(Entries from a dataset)
******************************

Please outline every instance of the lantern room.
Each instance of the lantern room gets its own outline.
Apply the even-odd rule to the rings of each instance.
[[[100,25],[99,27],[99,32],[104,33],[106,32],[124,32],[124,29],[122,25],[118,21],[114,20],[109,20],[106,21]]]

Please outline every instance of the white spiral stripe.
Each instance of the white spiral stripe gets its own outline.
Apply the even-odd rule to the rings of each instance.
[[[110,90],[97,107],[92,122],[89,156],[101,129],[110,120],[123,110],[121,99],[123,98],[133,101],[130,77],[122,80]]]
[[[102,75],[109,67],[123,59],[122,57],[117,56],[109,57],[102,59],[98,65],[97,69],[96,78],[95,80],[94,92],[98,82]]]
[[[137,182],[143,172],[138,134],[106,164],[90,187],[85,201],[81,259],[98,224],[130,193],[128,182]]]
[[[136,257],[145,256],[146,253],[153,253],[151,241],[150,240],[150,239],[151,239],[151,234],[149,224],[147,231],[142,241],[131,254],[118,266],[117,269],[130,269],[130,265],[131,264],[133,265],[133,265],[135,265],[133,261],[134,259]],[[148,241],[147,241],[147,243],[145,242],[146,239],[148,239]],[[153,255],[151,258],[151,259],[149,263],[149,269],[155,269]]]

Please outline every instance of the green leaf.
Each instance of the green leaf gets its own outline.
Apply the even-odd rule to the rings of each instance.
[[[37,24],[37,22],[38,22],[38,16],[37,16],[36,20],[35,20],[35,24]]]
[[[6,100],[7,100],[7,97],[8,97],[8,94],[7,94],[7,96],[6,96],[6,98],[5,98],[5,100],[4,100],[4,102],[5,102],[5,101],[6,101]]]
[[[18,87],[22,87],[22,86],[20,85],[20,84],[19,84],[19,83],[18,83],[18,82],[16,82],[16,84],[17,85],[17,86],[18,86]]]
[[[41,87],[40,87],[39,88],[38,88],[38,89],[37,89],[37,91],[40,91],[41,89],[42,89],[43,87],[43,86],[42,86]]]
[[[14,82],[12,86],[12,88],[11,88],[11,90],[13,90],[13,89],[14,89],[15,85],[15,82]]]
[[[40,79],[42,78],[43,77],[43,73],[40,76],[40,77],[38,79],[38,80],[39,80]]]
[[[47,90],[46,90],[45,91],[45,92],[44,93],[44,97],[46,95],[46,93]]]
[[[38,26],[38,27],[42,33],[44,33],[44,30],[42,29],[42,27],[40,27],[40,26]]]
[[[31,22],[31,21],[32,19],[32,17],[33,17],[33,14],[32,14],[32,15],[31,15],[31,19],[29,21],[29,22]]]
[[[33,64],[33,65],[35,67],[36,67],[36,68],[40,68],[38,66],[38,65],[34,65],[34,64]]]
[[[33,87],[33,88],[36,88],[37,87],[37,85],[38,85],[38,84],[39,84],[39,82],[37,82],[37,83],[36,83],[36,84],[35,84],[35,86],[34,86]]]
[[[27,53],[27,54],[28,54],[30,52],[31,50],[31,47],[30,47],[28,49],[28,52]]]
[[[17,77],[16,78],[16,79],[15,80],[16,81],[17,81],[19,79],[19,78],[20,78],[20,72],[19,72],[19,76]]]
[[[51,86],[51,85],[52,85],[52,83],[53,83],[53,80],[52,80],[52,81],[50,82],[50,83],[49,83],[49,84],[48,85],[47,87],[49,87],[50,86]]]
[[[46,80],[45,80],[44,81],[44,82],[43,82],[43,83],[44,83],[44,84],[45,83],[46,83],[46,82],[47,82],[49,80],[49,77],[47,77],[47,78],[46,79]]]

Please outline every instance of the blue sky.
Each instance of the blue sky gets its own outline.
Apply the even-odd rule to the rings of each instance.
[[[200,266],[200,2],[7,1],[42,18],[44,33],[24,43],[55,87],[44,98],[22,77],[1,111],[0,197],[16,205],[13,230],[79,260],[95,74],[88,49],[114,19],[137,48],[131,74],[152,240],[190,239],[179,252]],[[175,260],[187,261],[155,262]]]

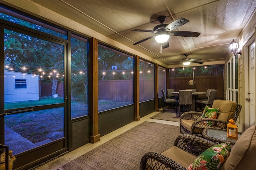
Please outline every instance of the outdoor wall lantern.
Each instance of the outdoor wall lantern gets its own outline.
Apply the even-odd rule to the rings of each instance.
[[[230,50],[231,52],[234,54],[234,55],[236,54],[240,54],[242,55],[242,50],[240,50],[240,51],[238,52],[237,49],[238,48],[238,44],[237,43],[235,40],[233,39],[233,41],[230,43],[229,45],[229,49]]]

******************************

Locate each line in the material above that contains the word "outline", and copy all of those lines.

Please outline every instance of the lantern room.
Each instance of the lantern room gets its own outline.
Please outline every instance of the white spiral stripe.
Each instance of the white spiral stripe gets its own outline.
Please outline every instance of the green leaf.
Each instance of the green leaf gets its own outline.
Please outline every instance of the blue sky.
Each instance of the blue sky gets its own outline.
Please outline every instance of the outdoor wall lantern.
Each instance of the outdoor wall lantern gets its own outline.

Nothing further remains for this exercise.